++++ Source document

3.5 What type.of returns

Priority order:

  1. Tagged: if v is in the WeakMap registry, return that descriptor.
  2. Primitive: typeof v JS check → type.Number / type.String / etc.
  3. Array: Array.isArray(v)type.Array(elementType) where elementType comes from sampling the first element (or type.Object for empty arrays).
  4. Plain object: walk own-enumerable keys, build an anonymous shape descriptor on the fly. This is the lossy fallback — duck-typed shape recovery.
  5. null: type.Null.

This means type.of(v) always returns a descriptor (no null / undefined returns), and the shape may be lossy when the value isn’t tagged.

3.6 Built-in JS types

@tu-lang/std/type ships descriptors for the JS built-ins Tu still allows construction of:

type.Promise      // for `new Promise(…)`
type.Map          // for `new Map()`
type.Set
type.Error
type.AbortController
type.RegExp

Each carries an instanceof-equivalent check internally (since these are nominal in JS), so type.is(p, type.Promise) actually does p instanceof Promise. Important: this is the ONLY place instanceof runs — Tu source NEVER writes instanceof directly.

4. Compiler changes

4.1 Lexer

  • Add interface keyword for object shapes; keep contextual type for erased aliases.
  • Remove type keyword recognition (becomes a normal identifier — for the runtime API).

4.2 Parser

  • New AST node: InterfaceDecl { name, fields: { name, type, optional }[], start, end }.
  • Drop TypeAlias AST node + every parser branch that produces it.
  • Object literal parser: when no : I annotation present, mark for compiler-side anon-interface synthesis pass.

4.3 Codegen

  • For interface Foo { … }:
    • Emit export interface Foo { … } to the TS shadow (drives tsserver inference).
    • Emit export const Foo = type.struct("Foo", { … }) to BOTH JS and TS modes.
  • For let a: I = { … }:
    • Emit type.tag(I, { … }) so the registry catches the value.
  • For let a = { … } (untyped):
    • Synthesize anon descriptor at module-level (with shape interning for repeats).
    • Emit type.tag(__anon_42, { … }).

++++++++
++++ Supplied information

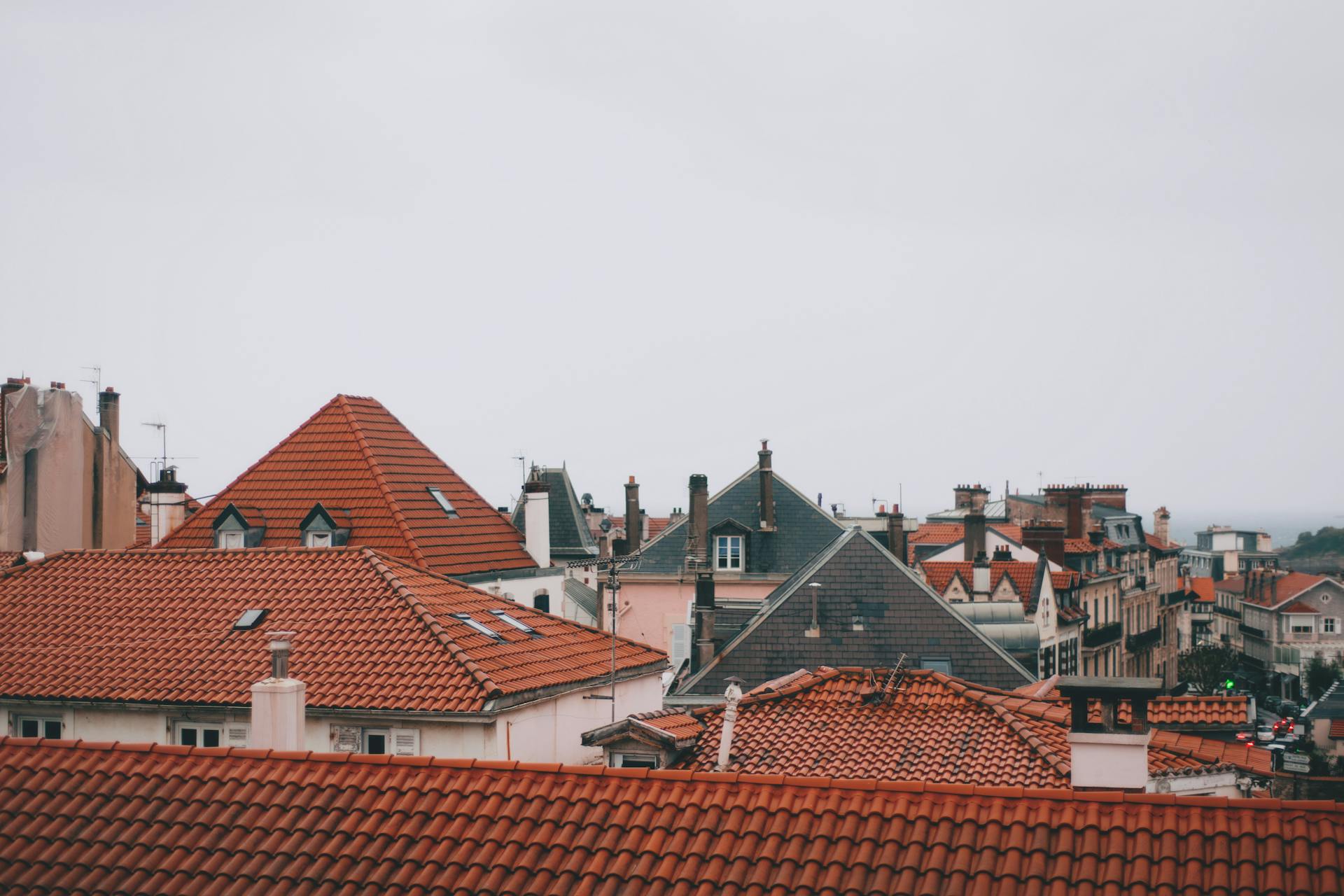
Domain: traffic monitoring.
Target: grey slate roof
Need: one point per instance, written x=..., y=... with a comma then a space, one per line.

++++++++

- _Problem description_: Summarize the type-system design notes above in two sentences.

- _Answer_: The notes explain that type.of always returns a descriptor, checking a value in priority order as tagged, primitive, array, plain object, or null, so the shape may be lossy for untagged values; @tu-lang/std/type also ships descriptors for the JS built-ins Tu still allows, such as Promise, Map, Set, Error, AbortController, and RegExp, and their internal checks are the only place instanceof runs. On the compiler side, the lexer adds an interface keyword and removes type keyword recognition, the parser gains an InterfaceDecl node and drops TypeAlias, and codegen emits interfaces and type.struct descriptors and wraps object literals in type.tag calls, synthesizing anonymous descriptors for untyped literals.